## [TO DO]
Each record below must be returned exactly as shown.

Referring expression data
########################################

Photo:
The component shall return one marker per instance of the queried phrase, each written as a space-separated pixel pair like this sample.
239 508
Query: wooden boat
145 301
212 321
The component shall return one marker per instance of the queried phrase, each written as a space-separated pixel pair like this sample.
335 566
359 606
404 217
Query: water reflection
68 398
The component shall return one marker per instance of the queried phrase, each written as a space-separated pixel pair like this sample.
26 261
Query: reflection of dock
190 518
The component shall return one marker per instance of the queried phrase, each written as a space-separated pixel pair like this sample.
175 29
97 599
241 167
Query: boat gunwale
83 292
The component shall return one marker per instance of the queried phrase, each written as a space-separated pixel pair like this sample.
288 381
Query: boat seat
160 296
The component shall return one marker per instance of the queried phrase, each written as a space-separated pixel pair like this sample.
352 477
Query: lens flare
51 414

########################################

## [FINAL ANSWER]
Photo:
The component shall return one marker per instance of the queried phrase, each written as a space-separated pixel pair like this sample.
239 508
Query: wooden boat
145 301
212 321
The component shall return one marker per instance of the queried phrase, each written as a space-separated pixel pair like this sample.
335 566
359 606
404 217
Query: water reflection
68 398
The component shall return one marker per instance of the queried phrase, each written as a space-separated pixel pair like this sample.
26 261
Query: reflection of dock
190 518
The component shall return one marker per instance of the queried phrase, each written as a space-separated pixel pair like this sample.
175 29
97 599
241 167
Query: boat gunwale
83 292
The component shall return one marker per instance of the queried phrase, each written as a space-separated pixel pair like this sample.
288 381
Query: boat seat
160 296
The component shall return one marker per instance of the queried phrase, each written as a space-separated pixel pair like this sample.
352 477
Query: lens flare
51 414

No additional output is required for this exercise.